EXERCISE OBJECTIVE >> Please quote the SO_REUSEPORT email word for word from "On Sat, Feb" to "only doing sendmsg/recvmsg.".

SELECTED EXTRACT >>

From mboxrd@z Thu Jan  1 00:00:00 1970
From: Thomas Graf <tgraf@infradead.org>
Subject: Re: SO_REUSEPORT - can it be done in kernel?
Date: Sun, 27 Feb 2011 06:02:05 -0500
Message-ID: <20110227110205.GE9763@canuck.infradead.org>
References: <20110225.112019.48513284.davem@davemloft.net>
 <20110226005718.GA19889@gondor.apana.org.au>
Mime-Version: 1.0
Content-Type: text/plain; charset=us-ascii
Cc: David Miller <davem@davemloft.net>, rick.jones2@hp.com,
	therbert@google.com, wsommerfeld@google.com,
	daniel.baluta@gmail.com, netdev@vger.kernel.org
To: Herbert Xu <herbert@gondor.apana.org.au>
Return-path: <netdev-owner@vger.kernel.org>
Received: from bombadil.infradead.org ([18.85.46.34]:53039 "EHLO
	bombadil.infradead.org" rhost-flags-OK-OK-OK-OK) by vger.kernel.org
	with ESMTP id S1751925Ab1B0LCQ (ORCPT
	<rfc822;netdev@vger.kernel.org>); Sun, 27 Feb 2011 06:02:16 -0500
Content-Disposition: inline
In-Reply-To: <20110226005718.GA19889@gondor.apana.org.au>
Sender: netdev-owner@vger.kernel.org
List-ID: <netdev.vger.kernel.org>

On Sat, Feb 26, 2011 at 08:57:18AM +0800, Herbert Xu wrote:
> I'm fairly certain the bottleneck is indeed in the kernel, and
> in the UDP stack in particular.
> 
> This is born out by a test where I used two named worker threads,
> both working on the same socket.  Stracing shows that they're
> working flat out only doing sendmsg/recvmsg.
> 
> The result was that they obtained (in aggregate) half the throughput
> of a single worker thread.

I agree. This is the bottleneck that I described were the kernel is
not able to deliver enough queries for BIND to show the lock
contention issues.

But there is also the situation where netperf RR performance numbers
indicate a mugh higher kernel capability but BIND is not able to
deliver more even though the CPU utilization is very low. This is
the situation where we see the large number of futex calls indicating
the lock contention due to too many queries on a single socket.

> Which is why I'm quite skeptical about this REUSEPORT patch as
> IMHO the only reason it produces a great result is solely because
> it is allowing parallel sends going out.
> 
> Rather than modifying all UDP applications out there to fix what
> is fundamentally a kernel problem, I think what we should do is
> fix the UDP stack so that it actually scales.

I am not suggesting that this is the ultimate and final fix for this
problem. It is fixing a symptom rather than fixing the cause but
sometimes being able to fix the symptom becomes really handy :-)

Adding SO_REUSEPORT does not prevent us from fixing the UDP stack
in the long run.

> It isn't all that hard since the easy way would be to only take
> the lock if we're already corked or about to cork.
> 
> For the receive side we also don't need REUSEPORT as we can simply
> make our UDP stack multiqueue.

OK, it is not required and there is definitely a better way to fix
the kernel bottleneck in the long term. Even better.

I still suggest to merge this patch as a immediate workaround fix
until we scale properly on a single socket and also as a workaround
for applications which can't get rid of their per socket mutex quickly.

GIVEN RECORDS >>
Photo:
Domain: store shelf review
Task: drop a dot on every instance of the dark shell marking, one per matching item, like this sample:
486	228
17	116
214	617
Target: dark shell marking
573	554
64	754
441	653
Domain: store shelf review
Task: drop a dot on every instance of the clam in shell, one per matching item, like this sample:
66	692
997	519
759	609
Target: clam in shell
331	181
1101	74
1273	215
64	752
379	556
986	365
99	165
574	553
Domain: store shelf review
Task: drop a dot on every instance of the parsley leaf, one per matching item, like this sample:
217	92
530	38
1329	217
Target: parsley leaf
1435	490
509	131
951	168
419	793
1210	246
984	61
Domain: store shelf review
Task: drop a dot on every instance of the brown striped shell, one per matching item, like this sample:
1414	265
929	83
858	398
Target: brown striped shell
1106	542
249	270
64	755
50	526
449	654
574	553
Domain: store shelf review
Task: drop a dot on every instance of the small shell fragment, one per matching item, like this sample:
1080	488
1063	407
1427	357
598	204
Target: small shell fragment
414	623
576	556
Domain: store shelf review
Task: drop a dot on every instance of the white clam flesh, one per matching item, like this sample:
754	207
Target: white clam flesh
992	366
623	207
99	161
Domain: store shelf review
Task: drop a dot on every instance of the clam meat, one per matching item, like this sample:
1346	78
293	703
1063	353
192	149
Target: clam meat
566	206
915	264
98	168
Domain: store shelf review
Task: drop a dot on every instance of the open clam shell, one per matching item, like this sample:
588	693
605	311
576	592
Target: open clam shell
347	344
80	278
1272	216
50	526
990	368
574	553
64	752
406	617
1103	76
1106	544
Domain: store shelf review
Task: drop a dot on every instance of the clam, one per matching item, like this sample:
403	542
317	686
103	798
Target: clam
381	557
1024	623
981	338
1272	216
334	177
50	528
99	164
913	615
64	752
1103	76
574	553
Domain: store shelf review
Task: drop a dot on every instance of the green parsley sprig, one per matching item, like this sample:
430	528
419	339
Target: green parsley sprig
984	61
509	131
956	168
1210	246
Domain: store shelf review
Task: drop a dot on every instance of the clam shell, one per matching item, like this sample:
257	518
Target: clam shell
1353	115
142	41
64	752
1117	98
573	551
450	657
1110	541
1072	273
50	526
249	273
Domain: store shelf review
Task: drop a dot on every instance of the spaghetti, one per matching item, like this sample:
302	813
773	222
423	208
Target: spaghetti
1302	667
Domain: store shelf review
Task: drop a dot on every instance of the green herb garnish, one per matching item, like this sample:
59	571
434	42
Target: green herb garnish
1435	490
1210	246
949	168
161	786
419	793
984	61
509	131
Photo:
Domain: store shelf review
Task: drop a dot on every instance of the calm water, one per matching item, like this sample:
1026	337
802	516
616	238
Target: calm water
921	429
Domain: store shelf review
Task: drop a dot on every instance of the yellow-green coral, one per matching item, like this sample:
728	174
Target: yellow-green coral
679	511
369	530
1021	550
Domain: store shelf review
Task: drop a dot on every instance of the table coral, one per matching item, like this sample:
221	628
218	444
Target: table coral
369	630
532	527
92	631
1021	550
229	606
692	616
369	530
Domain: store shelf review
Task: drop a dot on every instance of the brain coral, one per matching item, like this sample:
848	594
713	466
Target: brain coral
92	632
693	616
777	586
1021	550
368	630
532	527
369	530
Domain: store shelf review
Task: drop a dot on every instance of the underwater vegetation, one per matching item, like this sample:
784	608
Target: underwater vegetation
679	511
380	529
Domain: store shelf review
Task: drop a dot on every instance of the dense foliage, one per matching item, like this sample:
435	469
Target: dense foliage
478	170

SOLUTION TO THIS TASK >>
On Sat, Feb 26, 2011 at 08:57:18AM +0800, Herbert Xu wrote:
> I'm fairly certain the bottleneck is indeed in the kernel, and
> in the UDP stack in particular.
> 
> This is born out by a test where I used two named worker threads,
> both working on the same socket.  Stracing shows that they're
> working flat out only doing sendmsg/recvmsg.